▸ Work instructions:
Will you write out the entries below again, substituting "MUST" for every "SHOULD" and leaving everything else as it is?

/---

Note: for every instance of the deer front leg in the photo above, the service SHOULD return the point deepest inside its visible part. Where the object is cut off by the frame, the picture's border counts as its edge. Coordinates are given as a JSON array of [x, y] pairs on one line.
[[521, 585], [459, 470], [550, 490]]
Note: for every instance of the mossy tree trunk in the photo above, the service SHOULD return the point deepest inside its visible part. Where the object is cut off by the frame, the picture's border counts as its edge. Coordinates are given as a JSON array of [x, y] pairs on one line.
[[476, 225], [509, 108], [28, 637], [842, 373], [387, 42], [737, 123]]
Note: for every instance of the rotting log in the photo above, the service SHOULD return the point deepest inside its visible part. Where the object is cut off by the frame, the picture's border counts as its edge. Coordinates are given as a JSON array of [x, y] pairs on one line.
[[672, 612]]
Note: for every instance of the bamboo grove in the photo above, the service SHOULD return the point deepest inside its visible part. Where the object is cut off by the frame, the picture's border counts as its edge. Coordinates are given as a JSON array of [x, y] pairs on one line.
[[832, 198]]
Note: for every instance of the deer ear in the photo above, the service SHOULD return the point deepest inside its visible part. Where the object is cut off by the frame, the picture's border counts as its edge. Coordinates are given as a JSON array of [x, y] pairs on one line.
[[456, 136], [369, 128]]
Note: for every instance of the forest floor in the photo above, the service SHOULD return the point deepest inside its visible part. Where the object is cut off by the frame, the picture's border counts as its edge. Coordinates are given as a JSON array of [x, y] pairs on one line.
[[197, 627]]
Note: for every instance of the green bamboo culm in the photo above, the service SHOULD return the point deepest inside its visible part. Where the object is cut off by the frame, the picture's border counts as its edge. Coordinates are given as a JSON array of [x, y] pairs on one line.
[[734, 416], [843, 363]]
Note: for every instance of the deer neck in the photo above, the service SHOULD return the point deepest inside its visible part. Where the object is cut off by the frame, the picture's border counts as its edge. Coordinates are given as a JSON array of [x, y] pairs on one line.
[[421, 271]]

\---

▸ Result of the task:
Note: for every instance of the deer front leg in the photo above, the service MUST return the point deepest inside its visible part. Where the object is cut off by the frame, the picture's border counts as its edge. Coordinates are given as a JSON array of [x, y] pairs on one line.
[[521, 585], [459, 470], [550, 490]]
Note: for every instance of the mossy tree trunk in the photo above, the service MUST return the point deepest inside its visible part. Where the object is cut off by the frame, the picture's border counts as its edge. Coordinates are given as a JSON array of [x, y] pairs on one line.
[[476, 225], [509, 108], [28, 637], [842, 373], [387, 42], [737, 123]]
Note: for every instance of the rotting log in the photo above, the service MUST return the point deepest inside its visible part. Where the object is cut off by the frame, the picture's border counts as its edge. Coordinates are given as a JSON array of [x, y] pairs on one line.
[[672, 612]]
Note: for every instance of the bamboo grove in the photo above, the service MUST return the point deepest inside its visible part. Where the object is cut off by the frame, the picture's border counts as its edge. Coordinates are given as a JSON array of [x, y] pairs on one line.
[[832, 198]]
Note: for every instance of the deer ear in the photo above, the service MUST return the point deepest inside its visible part. Where the object is cut off by the frame, the picture's border counts as its edge. Coordinates are given as a JSON array of [x, y] pairs on one line.
[[456, 136], [369, 128]]
Note: for every instance of the forest floor in the photo above, the service MUST return the point deepest inside its visible part. Where the object is cut off by the frame, the picture's border counts as its edge. Coordinates are given as a JSON array of [x, y] pairs on one line.
[[197, 627]]
Note: for every instance of the green bamboo culm in the photo above, the service MUST return the point deepest inside its visible part. Where the object is cut off by the frame, the picture's border counts as its edge. Coordinates are given as a JSON array of [x, y] pairs on one line.
[[734, 416], [843, 363]]
Note: for every instance of the deer neck in the photo above, the service MUST return the point deepest inside its visible part. Where the object is cut off by the frame, the picture's border counts as its edge. Coordinates are given as a JSON array of [x, y] pairs on one line.
[[421, 271]]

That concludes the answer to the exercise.